Point-per-instance localization data
◆ ◆ ◆ ◆ ◆ ◆ ◆

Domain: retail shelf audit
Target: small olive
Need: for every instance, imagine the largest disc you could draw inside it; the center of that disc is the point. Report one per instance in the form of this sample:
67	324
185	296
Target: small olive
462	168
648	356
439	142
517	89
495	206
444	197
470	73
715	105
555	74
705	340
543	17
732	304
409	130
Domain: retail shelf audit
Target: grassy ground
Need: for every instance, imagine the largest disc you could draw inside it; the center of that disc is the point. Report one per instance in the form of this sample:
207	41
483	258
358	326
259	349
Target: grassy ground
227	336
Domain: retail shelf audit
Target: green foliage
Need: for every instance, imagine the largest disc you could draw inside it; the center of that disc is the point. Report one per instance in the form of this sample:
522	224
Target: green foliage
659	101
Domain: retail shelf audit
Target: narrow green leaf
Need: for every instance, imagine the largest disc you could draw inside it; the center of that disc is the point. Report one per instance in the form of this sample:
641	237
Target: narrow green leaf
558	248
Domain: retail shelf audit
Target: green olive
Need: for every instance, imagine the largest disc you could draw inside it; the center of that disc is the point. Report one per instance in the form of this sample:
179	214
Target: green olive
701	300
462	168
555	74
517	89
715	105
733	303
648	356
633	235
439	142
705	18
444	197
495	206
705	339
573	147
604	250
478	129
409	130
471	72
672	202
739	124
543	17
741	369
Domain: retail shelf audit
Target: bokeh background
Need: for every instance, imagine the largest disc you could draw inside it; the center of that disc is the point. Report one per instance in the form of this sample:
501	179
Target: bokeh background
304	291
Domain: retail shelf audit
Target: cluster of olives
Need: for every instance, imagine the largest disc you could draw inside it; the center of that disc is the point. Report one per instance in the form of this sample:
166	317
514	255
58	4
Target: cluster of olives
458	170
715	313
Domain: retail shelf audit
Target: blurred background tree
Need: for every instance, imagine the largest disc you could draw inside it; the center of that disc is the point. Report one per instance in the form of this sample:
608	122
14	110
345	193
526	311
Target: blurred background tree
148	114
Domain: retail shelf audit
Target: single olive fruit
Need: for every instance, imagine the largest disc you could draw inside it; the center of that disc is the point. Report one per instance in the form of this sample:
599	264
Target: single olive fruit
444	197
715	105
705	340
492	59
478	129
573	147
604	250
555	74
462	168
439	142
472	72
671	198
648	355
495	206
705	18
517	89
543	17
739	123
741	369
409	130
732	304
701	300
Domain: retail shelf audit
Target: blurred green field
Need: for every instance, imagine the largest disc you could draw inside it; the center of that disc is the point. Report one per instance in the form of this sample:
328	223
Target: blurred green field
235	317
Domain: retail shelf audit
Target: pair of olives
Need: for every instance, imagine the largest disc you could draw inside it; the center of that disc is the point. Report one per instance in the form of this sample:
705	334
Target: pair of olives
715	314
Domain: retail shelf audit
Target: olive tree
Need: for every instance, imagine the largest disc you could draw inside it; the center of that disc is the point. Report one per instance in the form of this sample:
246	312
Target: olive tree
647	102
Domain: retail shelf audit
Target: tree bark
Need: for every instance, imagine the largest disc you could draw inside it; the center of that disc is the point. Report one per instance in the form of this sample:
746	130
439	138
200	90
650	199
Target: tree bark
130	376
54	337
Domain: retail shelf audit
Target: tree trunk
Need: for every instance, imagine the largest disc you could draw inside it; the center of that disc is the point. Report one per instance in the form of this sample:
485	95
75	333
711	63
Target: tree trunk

◆ ◆ ◆ ◆ ◆ ◆ ◆

◆ EXERCISE OBJECTIVE ◆
Please print each entry once more, exactly as it reads.

◆ ANSWER BELOW ◆
Domain: retail shelf audit
Target: small olive
Need: for every instance, imagine the largest disc you could draw inside it; the center of that disc is the point. Report one per instance in the form of this sample:
67	324
185	296
Target: small olive
462	168
648	356
439	142
517	89
495	206
444	197
470	73
715	105
555	74
705	340
543	17
732	304
409	130
Domain: retail shelf audit
Target: grassy ground
Need: for every instance, imagine the largest disc you could draw inside it; the center of that disc is the point. Report one per instance in the form of this sample:
207	41
483	258
358	326
259	349
Target: grassy ground
227	336
Domain: retail shelf audit
Target: green foliage
Need: for every instance, imagine the largest disc you could draw inside it; the center of that disc is the point. Report one per instance in the form of this sample:
522	224
Target: green foliage
659	101
Domain: retail shelf audit
Target: narrow green leaf
Need: for every instance, imagine the largest disc you could draw inside it; the center of that disc is the point. Report one per instance in the form of this sample:
641	237
Target: narrow green leaf
558	248
Domain: retail shelf audit
Target: green olive
Need: for every instance, imagine the largest disc you could draw inside it; the center of that disc is the point. Report one per instance in the form of this sample:
179	214
Target: green olive
701	300
462	168
555	74
517	89
715	105
733	303
648	356
633	235
439	142
705	18
444	197
495	206
705	339
573	147
604	250
478	129
409	130
471	72
672	202
739	124
543	17
741	369
Domain: retail shelf audit
Target: bokeh background
Need: for every instance, imagine the largest disc you could draw inside it; the center of that disc is the point. Report one per instance in the form of this sample:
501	179
Target: bokeh background
304	291
Domain: retail shelf audit
Target: cluster of olives
Need: for every instance, imagine the largest disc you could draw inside it; the center of that disc is the point. Report one per instance in the form of this sample:
166	317
514	255
58	4
Target: cluster of olives
458	170
715	313
Domain: retail shelf audit
Target: blurred background tree
Need: for every instance, imagine the largest disc you could draw inside it; the center of that disc is the point. Report one per instance in the form of this sample:
608	122
14	110
345	193
526	311
Target: blurred background tree
148	114
Domain: retail shelf audit
Target: single olive fruit
Need: for every instance, imagine the largest disc you could draw inside it; the center of that disc is the point. Report one per instance in the form of this sample:
599	264
Target: single olive fruit
444	197
715	105
705	340
492	59
478	129
573	147
604	250
555	74
462	168
439	142
472	72
671	198
648	355
495	206
705	18
517	89
543	17
739	123
741	369
409	130
732	304
701	300
Domain: retail shelf audit
Target: blurred green field
Need: for every instance, imagine the largest disc you could draw inside it; the center of that disc is the point. Report one per instance in the form of this sample:
328	223
Target: blurred green field
235	317
Domain: retail shelf audit
Target: pair of olives
Need: for every instance, imagine the largest disc you could draw inside it; the center of that disc is the point. Report one per instance in the form of this sample:
705	334
Target: pair of olives
715	314
Domain: retail shelf audit
Target: olive tree
Need: for every instance, imagine the largest disc you could draw inside it; the center of that disc is the point. Report one per instance in the form of this sample:
246	312
Target: olive tree
647	102
Domain: retail shelf audit
Target: tree bark
Need: for every instance, imagine the largest disc you could draw inside it; the center of that disc is the point. Report one per instance in the form of this sample:
746	130
439	138
200	90
650	199
Target: tree bark
130	376
54	337
Domain: retail shelf audit
Target: tree trunk
Need: for every instance, imagine the largest disc you could draw inside it; the center of that disc is the point. Report one per instance in the form of this sample:
485	95
75	333
711	63
Target: tree trunk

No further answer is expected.